* [What you are asked to do]
Pick out each line in the entries below that contains the word "green" and copy those lines.

-- Start Information supplied --

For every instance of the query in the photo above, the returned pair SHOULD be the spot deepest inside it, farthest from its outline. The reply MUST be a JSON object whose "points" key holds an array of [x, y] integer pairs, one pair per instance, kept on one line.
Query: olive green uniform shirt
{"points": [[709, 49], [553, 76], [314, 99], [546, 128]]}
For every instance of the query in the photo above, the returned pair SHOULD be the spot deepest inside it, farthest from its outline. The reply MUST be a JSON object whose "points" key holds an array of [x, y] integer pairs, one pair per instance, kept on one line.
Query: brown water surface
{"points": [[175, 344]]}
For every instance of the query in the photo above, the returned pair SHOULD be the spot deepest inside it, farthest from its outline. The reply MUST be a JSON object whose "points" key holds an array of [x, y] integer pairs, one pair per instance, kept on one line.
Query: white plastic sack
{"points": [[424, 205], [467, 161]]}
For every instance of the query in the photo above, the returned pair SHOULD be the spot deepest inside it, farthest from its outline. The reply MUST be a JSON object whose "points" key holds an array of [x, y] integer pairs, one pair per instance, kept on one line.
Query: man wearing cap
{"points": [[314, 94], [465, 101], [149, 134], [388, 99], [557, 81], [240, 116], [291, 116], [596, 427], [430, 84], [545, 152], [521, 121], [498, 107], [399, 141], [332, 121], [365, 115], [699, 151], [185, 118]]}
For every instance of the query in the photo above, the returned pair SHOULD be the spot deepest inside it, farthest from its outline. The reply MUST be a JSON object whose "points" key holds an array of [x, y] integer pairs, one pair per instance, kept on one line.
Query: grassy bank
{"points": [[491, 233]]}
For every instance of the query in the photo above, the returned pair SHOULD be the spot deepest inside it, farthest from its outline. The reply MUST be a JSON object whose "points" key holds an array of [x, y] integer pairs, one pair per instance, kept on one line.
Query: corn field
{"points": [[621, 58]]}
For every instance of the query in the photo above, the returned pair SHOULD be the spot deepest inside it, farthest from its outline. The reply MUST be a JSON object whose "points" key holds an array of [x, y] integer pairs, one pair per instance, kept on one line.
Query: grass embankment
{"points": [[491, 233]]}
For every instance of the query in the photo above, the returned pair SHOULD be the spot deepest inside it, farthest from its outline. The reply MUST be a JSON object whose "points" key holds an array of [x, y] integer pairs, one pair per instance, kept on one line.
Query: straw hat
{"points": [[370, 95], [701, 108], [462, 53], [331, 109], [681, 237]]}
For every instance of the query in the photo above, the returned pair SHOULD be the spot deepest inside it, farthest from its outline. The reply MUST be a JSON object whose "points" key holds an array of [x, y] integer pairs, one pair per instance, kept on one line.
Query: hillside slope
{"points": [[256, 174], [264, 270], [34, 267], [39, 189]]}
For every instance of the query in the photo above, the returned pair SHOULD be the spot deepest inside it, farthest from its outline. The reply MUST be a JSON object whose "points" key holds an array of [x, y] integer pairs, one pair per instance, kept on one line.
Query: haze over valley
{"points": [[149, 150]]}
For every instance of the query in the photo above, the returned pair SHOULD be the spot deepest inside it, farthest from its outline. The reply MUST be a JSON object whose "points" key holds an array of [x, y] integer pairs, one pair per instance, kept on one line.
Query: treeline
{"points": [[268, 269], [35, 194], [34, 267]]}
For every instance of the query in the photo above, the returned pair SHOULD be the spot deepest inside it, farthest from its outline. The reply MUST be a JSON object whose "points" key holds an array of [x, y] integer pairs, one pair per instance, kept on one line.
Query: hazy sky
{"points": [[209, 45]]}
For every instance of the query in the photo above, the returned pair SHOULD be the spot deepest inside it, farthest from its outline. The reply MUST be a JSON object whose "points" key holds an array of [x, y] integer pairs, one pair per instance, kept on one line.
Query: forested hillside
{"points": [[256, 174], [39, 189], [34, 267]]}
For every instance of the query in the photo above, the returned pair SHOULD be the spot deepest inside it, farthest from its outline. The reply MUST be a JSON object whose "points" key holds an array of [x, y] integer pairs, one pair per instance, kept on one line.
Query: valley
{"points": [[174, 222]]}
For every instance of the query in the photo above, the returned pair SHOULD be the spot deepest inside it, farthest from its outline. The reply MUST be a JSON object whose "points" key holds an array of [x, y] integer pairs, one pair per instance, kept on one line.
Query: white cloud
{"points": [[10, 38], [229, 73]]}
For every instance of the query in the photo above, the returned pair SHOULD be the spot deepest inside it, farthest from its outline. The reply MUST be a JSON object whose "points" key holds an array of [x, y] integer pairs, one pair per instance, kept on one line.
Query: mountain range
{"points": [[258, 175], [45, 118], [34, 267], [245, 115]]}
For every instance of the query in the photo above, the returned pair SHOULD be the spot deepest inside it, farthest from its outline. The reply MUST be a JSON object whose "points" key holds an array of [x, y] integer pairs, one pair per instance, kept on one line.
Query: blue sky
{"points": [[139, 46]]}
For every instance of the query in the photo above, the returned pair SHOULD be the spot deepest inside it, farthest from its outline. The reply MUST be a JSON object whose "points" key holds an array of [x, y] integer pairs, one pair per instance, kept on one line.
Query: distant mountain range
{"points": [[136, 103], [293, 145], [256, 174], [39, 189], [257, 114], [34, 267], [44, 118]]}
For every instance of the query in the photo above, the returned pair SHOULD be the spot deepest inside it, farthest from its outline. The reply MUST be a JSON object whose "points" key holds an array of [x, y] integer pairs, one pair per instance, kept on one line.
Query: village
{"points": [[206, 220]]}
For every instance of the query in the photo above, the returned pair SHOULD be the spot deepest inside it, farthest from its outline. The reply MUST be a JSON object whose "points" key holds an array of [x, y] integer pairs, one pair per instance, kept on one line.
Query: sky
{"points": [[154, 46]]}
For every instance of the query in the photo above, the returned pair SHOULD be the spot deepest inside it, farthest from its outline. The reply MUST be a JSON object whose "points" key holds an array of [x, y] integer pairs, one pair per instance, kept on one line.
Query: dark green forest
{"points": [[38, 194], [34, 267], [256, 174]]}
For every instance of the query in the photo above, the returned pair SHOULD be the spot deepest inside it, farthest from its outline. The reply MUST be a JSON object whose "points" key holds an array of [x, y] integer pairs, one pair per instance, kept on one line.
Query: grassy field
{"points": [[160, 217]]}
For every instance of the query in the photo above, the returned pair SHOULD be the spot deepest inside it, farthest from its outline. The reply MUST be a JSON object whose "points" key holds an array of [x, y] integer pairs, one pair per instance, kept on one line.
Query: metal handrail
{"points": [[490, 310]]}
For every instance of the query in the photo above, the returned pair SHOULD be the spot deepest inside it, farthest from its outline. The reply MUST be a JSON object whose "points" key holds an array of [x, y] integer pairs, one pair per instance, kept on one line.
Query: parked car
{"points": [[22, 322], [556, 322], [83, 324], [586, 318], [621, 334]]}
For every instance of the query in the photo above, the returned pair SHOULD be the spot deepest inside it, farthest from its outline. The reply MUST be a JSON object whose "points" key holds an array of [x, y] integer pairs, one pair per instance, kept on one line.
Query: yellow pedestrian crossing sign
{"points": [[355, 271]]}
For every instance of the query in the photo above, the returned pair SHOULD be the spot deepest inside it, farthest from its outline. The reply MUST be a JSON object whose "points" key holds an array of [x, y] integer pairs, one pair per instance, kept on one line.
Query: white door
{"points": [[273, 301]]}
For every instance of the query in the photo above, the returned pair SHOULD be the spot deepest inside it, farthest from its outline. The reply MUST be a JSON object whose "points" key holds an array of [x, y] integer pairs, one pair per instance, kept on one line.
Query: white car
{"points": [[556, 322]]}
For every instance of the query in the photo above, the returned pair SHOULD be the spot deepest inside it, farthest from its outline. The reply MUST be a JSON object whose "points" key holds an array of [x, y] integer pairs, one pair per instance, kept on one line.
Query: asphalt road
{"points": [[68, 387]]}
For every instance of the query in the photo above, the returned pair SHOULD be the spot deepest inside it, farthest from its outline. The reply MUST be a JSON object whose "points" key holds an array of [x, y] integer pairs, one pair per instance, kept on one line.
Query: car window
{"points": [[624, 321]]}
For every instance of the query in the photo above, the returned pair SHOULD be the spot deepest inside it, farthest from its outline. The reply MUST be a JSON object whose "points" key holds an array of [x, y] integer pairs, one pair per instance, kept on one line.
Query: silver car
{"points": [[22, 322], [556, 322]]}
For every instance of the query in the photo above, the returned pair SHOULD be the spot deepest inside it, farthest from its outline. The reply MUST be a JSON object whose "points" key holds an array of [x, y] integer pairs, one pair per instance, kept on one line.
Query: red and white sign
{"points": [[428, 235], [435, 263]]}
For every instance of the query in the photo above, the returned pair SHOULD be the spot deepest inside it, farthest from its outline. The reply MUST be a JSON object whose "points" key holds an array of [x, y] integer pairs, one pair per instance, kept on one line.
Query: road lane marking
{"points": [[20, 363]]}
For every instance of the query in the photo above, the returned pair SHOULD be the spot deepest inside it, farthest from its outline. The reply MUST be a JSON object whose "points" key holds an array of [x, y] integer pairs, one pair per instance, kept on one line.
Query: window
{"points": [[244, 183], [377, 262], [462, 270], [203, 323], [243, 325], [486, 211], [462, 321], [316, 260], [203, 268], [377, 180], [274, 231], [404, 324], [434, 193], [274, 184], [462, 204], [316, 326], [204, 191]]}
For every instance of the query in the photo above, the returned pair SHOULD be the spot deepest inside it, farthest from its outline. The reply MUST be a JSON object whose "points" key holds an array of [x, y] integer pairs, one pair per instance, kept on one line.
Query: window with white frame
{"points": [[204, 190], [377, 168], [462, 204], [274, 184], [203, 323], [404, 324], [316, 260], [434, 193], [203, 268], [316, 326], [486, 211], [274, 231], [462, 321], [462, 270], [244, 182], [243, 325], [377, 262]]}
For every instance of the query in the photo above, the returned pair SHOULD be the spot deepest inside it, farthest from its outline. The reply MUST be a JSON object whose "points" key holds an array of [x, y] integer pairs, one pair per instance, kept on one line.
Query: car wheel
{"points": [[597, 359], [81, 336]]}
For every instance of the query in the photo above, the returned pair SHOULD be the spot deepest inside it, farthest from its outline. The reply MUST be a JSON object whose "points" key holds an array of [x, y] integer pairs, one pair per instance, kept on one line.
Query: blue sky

-- End Information supplied --

* [Written response]
Query: olive green uniform shirt
Query: dark green forest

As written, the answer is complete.